• Your instructions
Render the entries from their first line through the line containing "column 167, row 131" as a Markdown table with the columns Row and Entry Line. Give each line its own numbered row, skip blank lines, and leave the pictures out.

• Records for processing
◇ ◇ ◇ ◇ ◇ ◇ ◇

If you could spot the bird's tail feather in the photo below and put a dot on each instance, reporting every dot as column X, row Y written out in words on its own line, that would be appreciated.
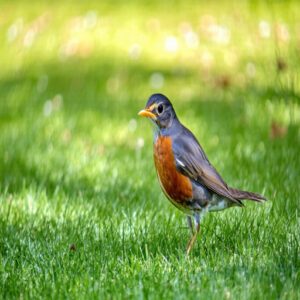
column 244, row 195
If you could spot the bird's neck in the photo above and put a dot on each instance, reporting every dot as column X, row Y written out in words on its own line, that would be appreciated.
column 167, row 131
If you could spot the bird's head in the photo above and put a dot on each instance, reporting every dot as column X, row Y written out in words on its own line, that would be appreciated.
column 159, row 110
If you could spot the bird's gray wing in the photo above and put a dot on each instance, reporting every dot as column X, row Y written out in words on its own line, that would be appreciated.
column 191, row 161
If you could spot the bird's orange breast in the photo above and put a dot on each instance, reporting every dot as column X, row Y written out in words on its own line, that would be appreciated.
column 176, row 186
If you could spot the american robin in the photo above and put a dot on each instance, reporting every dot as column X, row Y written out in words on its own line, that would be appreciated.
column 185, row 174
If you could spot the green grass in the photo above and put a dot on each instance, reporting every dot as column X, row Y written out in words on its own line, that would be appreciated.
column 81, row 213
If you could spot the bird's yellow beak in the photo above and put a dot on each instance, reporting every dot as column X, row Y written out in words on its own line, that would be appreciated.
column 147, row 113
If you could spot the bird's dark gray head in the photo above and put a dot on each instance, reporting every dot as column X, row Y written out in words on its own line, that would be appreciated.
column 160, row 110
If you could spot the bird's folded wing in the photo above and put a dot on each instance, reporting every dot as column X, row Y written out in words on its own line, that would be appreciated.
column 191, row 161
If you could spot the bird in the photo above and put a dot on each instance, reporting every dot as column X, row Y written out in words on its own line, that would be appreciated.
column 185, row 174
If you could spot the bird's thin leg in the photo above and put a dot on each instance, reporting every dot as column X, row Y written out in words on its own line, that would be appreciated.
column 194, row 237
column 190, row 224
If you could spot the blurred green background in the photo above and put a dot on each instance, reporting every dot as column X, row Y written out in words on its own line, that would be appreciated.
column 81, row 211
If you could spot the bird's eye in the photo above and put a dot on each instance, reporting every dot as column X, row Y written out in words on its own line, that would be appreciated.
column 160, row 109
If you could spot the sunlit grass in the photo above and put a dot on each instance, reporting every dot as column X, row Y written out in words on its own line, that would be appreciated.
column 81, row 211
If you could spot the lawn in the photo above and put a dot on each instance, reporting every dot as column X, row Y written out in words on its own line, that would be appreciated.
column 82, row 215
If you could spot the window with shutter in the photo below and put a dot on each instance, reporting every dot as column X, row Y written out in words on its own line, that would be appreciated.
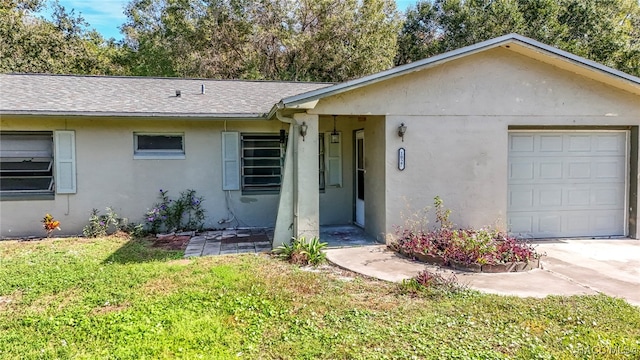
column 230, row 160
column 262, row 163
column 26, row 164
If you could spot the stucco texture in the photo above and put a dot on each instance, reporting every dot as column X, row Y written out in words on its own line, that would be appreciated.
column 109, row 176
column 458, row 115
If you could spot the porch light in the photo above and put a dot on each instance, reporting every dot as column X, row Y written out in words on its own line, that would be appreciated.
column 303, row 130
column 335, row 136
column 402, row 129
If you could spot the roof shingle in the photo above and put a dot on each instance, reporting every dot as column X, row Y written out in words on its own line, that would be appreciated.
column 142, row 96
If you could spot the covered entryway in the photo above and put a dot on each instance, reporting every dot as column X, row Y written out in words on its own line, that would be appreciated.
column 360, row 174
column 567, row 183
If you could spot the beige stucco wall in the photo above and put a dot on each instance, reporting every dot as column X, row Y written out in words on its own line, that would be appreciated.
column 458, row 115
column 108, row 175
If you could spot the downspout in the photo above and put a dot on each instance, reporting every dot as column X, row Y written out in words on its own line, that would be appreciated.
column 294, row 152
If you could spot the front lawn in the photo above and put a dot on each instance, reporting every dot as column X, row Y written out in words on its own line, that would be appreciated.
column 120, row 298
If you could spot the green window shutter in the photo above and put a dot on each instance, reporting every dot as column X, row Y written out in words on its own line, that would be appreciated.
column 230, row 160
column 334, row 161
column 65, row 161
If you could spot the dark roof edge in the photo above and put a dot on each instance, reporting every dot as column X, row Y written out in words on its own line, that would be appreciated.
column 171, row 78
column 199, row 116
column 450, row 55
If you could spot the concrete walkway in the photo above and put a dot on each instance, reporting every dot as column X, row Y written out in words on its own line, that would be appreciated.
column 571, row 267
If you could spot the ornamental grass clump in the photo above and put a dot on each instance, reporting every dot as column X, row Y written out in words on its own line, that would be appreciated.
column 431, row 283
column 303, row 252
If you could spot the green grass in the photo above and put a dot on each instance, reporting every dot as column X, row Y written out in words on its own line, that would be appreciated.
column 120, row 298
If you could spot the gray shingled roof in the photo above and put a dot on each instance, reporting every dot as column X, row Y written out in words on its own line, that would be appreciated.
column 313, row 95
column 41, row 94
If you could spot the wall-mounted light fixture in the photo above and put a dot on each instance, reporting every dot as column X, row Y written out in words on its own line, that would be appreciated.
column 402, row 129
column 335, row 136
column 303, row 130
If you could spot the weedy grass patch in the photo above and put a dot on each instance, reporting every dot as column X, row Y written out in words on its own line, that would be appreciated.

◇ ◇ ◇ ◇ ◇ ◇ ◇

• Exercise solution
| Row | Entry Line |
|---|---|
| 1 | If you could spot the bird's tail feather in the photo below and put a dot on each instance, reporting every dot as column X, row Y written out in words on its own line, that would be appreciated. |
| 2 | column 244, row 195 |
| 3 | If you could spot the bird's neck in the photo above and put a dot on each instance, reporting every dot as column X, row Y written out in words on its own line, that would be appreciated. |
| 4 | column 167, row 131 |